Position annotation records
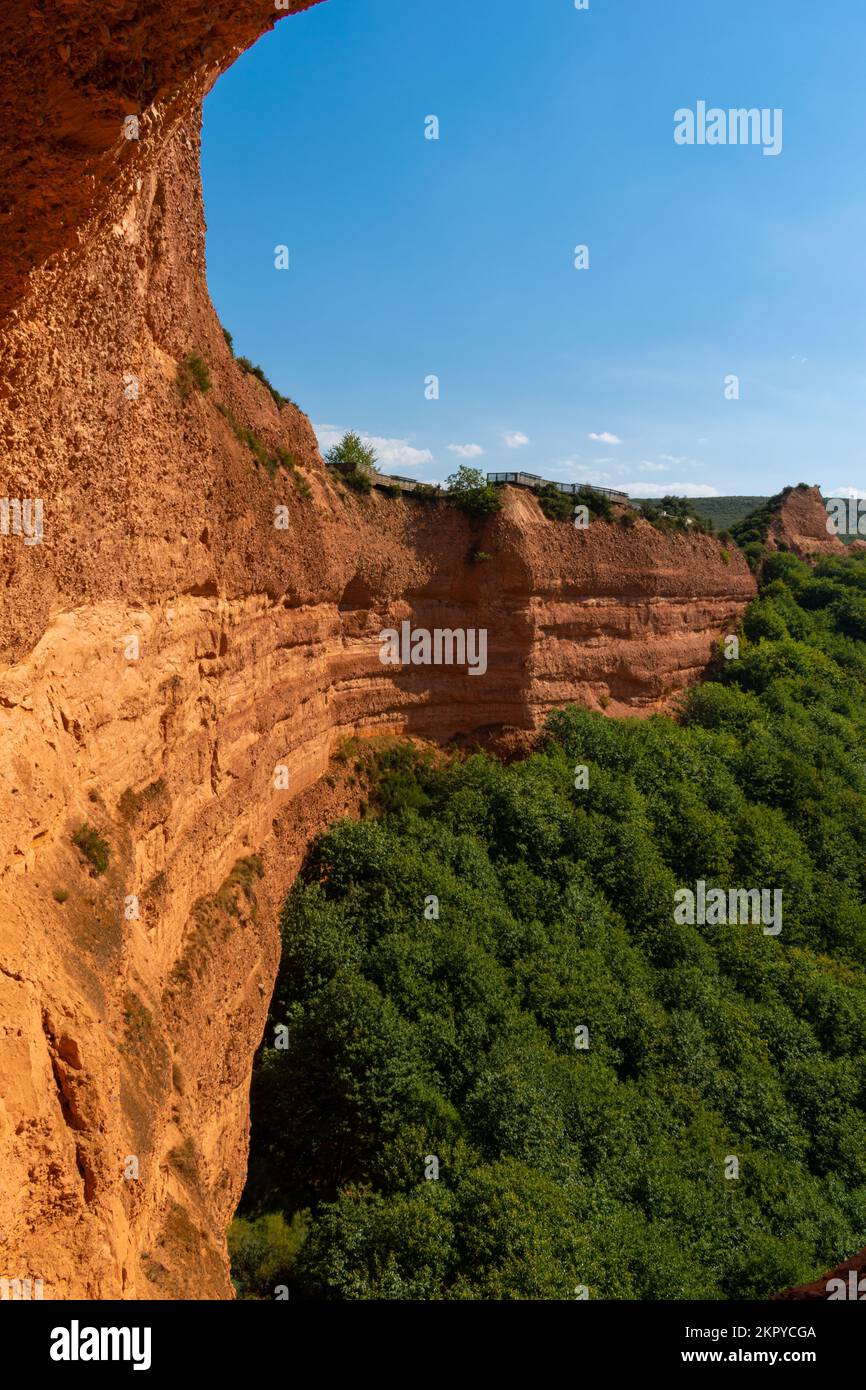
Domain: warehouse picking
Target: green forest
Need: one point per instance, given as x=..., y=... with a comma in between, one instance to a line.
x=509, y=1073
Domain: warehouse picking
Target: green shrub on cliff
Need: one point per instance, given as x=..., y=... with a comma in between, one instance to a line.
x=435, y=1109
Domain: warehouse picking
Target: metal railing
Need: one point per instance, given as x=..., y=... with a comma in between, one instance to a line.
x=531, y=480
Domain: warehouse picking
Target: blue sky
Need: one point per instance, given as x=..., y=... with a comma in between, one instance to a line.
x=455, y=257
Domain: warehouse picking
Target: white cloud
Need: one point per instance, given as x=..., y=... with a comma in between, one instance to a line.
x=592, y=476
x=466, y=451
x=399, y=452
x=674, y=489
x=328, y=435
x=389, y=452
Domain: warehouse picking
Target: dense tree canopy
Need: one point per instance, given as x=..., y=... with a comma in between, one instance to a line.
x=442, y=957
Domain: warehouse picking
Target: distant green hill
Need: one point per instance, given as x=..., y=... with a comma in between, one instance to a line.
x=722, y=512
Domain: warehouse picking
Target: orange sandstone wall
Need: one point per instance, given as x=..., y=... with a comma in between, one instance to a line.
x=131, y=1036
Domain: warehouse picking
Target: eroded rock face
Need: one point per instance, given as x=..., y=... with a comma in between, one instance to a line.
x=166, y=648
x=801, y=526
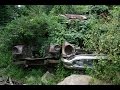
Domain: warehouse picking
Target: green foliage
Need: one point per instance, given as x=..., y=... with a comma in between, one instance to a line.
x=104, y=37
x=34, y=27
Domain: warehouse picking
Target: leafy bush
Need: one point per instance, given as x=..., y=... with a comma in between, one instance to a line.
x=104, y=37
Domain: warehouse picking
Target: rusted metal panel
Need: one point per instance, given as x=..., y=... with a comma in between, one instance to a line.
x=75, y=16
x=67, y=49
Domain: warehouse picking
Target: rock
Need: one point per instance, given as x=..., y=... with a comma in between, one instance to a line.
x=76, y=80
x=47, y=78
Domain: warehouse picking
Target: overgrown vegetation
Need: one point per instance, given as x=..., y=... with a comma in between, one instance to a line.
x=41, y=25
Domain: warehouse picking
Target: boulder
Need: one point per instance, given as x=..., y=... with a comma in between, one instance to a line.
x=76, y=80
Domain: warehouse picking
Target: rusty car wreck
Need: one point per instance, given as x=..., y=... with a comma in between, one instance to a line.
x=67, y=53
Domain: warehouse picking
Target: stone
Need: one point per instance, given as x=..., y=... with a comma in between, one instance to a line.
x=47, y=78
x=76, y=80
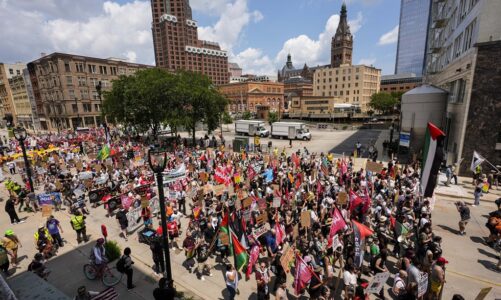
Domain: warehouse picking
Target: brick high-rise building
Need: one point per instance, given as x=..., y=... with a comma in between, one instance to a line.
x=342, y=42
x=176, y=42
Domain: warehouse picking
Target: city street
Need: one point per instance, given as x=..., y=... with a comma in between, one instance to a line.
x=470, y=268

_WHAT YOU SHOULD DO_. Repeat the listing verbatim. Skip the pictures.

_SOLUTION TO THIS TASK_.
Domain: warehouse picking
Target: green forest
Need: one point per instance, given as x=..., y=... with a comma in between, one instance to a line.
x=509, y=1073
Domain: warehouse picking
Target: green shrub on cliff
Need: one point per instance, given as x=..., y=... with a comma in between, one instance to a line.
x=435, y=1109
Domain: warehouse picking
Target: metal railing
Need: one point per instance, given as x=..., y=... with a comma in between, one instance to a line.
x=531, y=480
Domain: warehouse picking
Target: blue sky
Need: one point per instance, given as x=..., y=... with a comma in between, one instance to a line.
x=455, y=257
Domain: warehouse picking
Target: white cloud
Need: one point per instance, given as x=..., y=... with a comma in between, one instance to a line.
x=592, y=476
x=466, y=451
x=399, y=452
x=674, y=489
x=328, y=435
x=389, y=452
Domain: warehouse picking
Target: dense tree canopy
Need: one point per instance, given as x=..., y=... with a comma in between, one instance to a line.
x=442, y=957
Domain: warehouse picking
Target: distant green hill
Need: one point per instance, given as x=..., y=... with a comma in between, one instance to a line.
x=722, y=512
Domain: warehouse picking
Target: orange sandstone wall
Need: one point per instance, given as x=..., y=... with a comma in between, one instance to a line.
x=131, y=1036
Domain: warehouse picking
Target: eroded rock face
Need: one point per instance, given as x=..., y=... with a comma in between, one instance to a line.
x=166, y=648
x=801, y=526
Domain: warehouse picking
Target: green foliage
Need: one point per instance, given as x=..., y=... with a comma in between, one instance to a line.
x=104, y=37
x=34, y=27
Domain: warehouse picking
Target: leafy bush
Need: one point per instance, given as x=..., y=... with a comma in between, one instance to a line.
x=104, y=37
Domain: warehouse picking
Target: rusted metal panel
Need: one point per instance, given as x=..., y=... with a comma in between, one instance to a line.
x=75, y=16
x=67, y=49
Domain: warehouse picking
Target: rock
Need: one point per instance, given as x=..., y=... with a comma in between, one instance to a line.
x=76, y=80
x=47, y=78
Domain: warehouse picking
Target: overgrown vegetation
Need: one point per instance, given as x=..., y=... with a comma in between, one instance to a line.
x=41, y=25
Domain: warehouse picking
Target: boulder
Need: one point per instance, given as x=..., y=... with a comma in between, one instance to a line.
x=76, y=80
Domain: warehouse picking
Target: rusty car wreck
Need: one point per instance, given as x=..., y=... with a comma in between, one instance to a line.
x=67, y=53
Domain: warehouse picking
Target: stone
Need: one point per instance, given as x=..., y=... with a comma in between, one instance to a line.
x=47, y=78
x=76, y=80
Domain: warehouse picking
Target: brick high-rise building
Need: one point per instance, given as x=..., y=... with a comma in between, one instance to a line.
x=342, y=42
x=176, y=42
Domain: warehouse picking
Target: city street
Need: one point per instance, given as x=..., y=... with a comma in between, one instance to a line.
x=470, y=268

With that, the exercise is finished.